● EXCERPT:
------

Maximum size for flying vertebrates on Earth
Quetzalcoatlus reached 250kg with a wingspan of 10.4m. This is your best basis to work from. This paper provides a Relative Failure Force for Quetzalcoatlus' humerus of 1.85 (that is 1.85x it's body mass). This should equate to around 450kg (without accounting for any scaling) as a theoretical biomechanical limit, which allows you a potential payload of around 200kg.
With a total mass of 450kg, the wyvern would have a max aerobic performance of 3N/kg, or about a third of what it needs to sustain flight (9.8N/kg) aerobically. In comparison, an albatross' maximum aerobic performance is ~6.5N/kg although they often use cliffs to launch. Your wyvern would also require more than twice as much energy to launch per kg (at 322 Watts/kg compared to 151 Watts/kg for an albatross) which works out at double the total flight energy requirements of Quetzalcoatlus.
At 450kg, the wing load would equate to 34kg/m2, the maximum for birds is taken to be 25kg/m2. With a payload of 70kg, the wing load becomes a more reliable 24.25kg/m2 which might be plausible. Plugging this back into the original equation gives you a max aerobic performance of 4.3N/kg, which is at the lower end of what is measured for Kori Bustards and is probably pushing the limits of what is achievable on earth. Similarly to what someone else mentioned, if your world is a clone of earth, then like horse-racing, you may need smaller, lighter jockeys to be your dragon riders.
Increases payload capacity
Lift (and drag) increases linearly with air density so doubling the air density would halve the amount of power required to fly, although I'm not sure whether this has an effect on wing loading. This is also small enough to not have a neglibile impact on anything else. This would double the partial pressure of oxygen (as well as other gasses) so respiration will me slightly easier (and potentially humans would exhaust slightly less easily) but it shouldn't produce any health effects.
Alternatively, Decreasing surface gravity by just 20% would give you a launchable total mass of 400kg, or a wing load equivelent to 238N on earth, if you needed heavier mounts. I'm not sure whether the maximum wing load of pterosaurs would be the same as birds since launch using their hindlegs, whereas pterosaurs, launch using their forelimbs. It may be that pterosaurs could launch with higher wing loads than birds although. The wing load of an albatross, Bustard, and Azhdarchid is around 12, 8 and 18 kg/m2 so it seems that pterosaurs were at the upper end of bird capabilities already.

------

● PROVIDED RECORDS:
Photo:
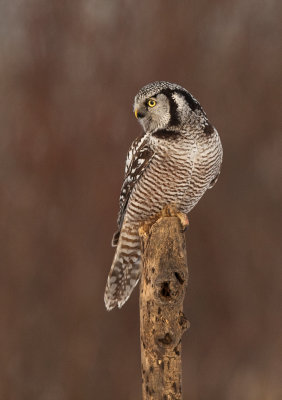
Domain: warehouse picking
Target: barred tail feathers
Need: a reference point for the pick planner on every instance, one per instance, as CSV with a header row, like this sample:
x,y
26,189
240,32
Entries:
x,y
125,270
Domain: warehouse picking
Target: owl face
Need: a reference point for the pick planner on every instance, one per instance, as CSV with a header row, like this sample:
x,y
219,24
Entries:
x,y
152,111
167,106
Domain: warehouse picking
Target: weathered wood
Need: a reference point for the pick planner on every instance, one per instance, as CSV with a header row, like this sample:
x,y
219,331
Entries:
x,y
162,322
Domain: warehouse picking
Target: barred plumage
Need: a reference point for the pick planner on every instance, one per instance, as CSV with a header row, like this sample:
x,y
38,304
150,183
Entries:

------

● DIRECTIONS:
A. In the piece on maximum flyer size, what wing load is taken to be the maximum for birds?
B. From the piece on maximum flyer size, return the stretch from "Alternatively, Decreasing surface" through "bird capabilities already.", copied word for word.

● RESPONSES BY TASK:
A. 25kg/m2

B.
Alternatively, Decreasing surface gravity by just 20% would give you a launchable total mass of 400kg, or a wing load equivelent to 238N on earth, if you needed heavier mounts. I'm not sure whether the maximum wing load of pterosaurs would be the same as birds since launch using their hindlegs, whereas pterosaurs, launch using their forelimbs. It may be that pterosaurs could launch with higher wing loads than birds although. The wing load of an albatross, Bustard, and Azhdarchid is around 12, 8 and 18 kg/m2 so it seems that pterosaurs were at the upper end of bird capabilities already.